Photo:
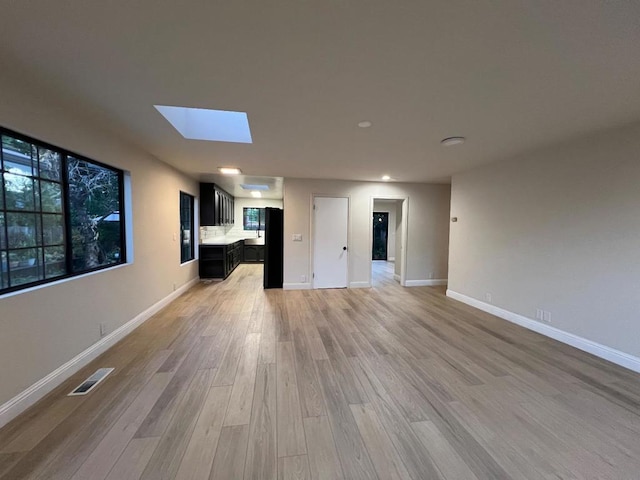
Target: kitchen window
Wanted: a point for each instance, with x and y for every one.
(60, 213)
(186, 228)
(253, 218)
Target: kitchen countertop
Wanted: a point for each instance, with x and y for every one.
(222, 241)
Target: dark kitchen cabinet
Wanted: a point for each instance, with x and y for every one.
(218, 261)
(216, 206)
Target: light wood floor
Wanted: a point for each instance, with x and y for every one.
(231, 381)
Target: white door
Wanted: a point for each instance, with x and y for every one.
(330, 255)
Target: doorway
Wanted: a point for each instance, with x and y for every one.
(330, 237)
(388, 218)
(380, 235)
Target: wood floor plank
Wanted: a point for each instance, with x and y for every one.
(386, 460)
(98, 465)
(166, 458)
(229, 364)
(353, 455)
(230, 454)
(308, 385)
(294, 468)
(443, 454)
(324, 463)
(134, 459)
(290, 429)
(261, 459)
(198, 457)
(239, 410)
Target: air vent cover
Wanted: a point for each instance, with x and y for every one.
(91, 382)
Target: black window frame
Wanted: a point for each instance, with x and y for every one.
(66, 212)
(261, 219)
(192, 250)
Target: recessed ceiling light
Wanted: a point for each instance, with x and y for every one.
(229, 170)
(206, 124)
(450, 141)
(249, 186)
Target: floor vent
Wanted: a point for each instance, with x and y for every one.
(91, 382)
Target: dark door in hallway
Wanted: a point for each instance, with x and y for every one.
(380, 235)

• • •

**Stated task:**
Reproduce the records above verbatim, line for line, but omit the pictures.

**Task solution:**
Photo:
Target: kitchen window
Wanted: a point for each instance, with x and y for every one.
(60, 213)
(186, 228)
(253, 218)
Target: kitchen countertop
Wanted: a point for each instance, with x and y for every one.
(222, 241)
Target: dark kitchen cabinet
Wanted: a point for each instance, with x and y for every one.
(218, 261)
(216, 206)
Target: light wood floor
Wanted: a point for each instance, with x and y for every one.
(231, 381)
Target: white door
Wanted: a point for each instance, with x and y for every one.
(330, 255)
Target: doorway
Wanted: a point for each instance, with x and y for every one.
(330, 237)
(388, 218)
(380, 235)
Target: wood floor plank
Wanted: a point for each instance, with x and y for every one.
(386, 460)
(98, 465)
(166, 458)
(229, 364)
(353, 455)
(230, 454)
(308, 385)
(294, 468)
(443, 454)
(324, 463)
(134, 459)
(290, 429)
(261, 459)
(198, 457)
(239, 410)
Target: air vent cover
Wanted: a point for each instance, with x and y for every one.
(91, 382)
Target: black window frame
Wanted: a point for each instance, with x and y for every one.
(66, 212)
(261, 219)
(192, 250)
Target: recessed ceiling light
Wanted: a point for each instance, with x and y for every one.
(229, 170)
(206, 124)
(450, 141)
(249, 186)
Target: floor vent
Wanted: a point for each instance, with x and y for every one.
(91, 382)
Target: dark door in hallway
Wanted: a point for each instance, with x and y for every one.
(380, 235)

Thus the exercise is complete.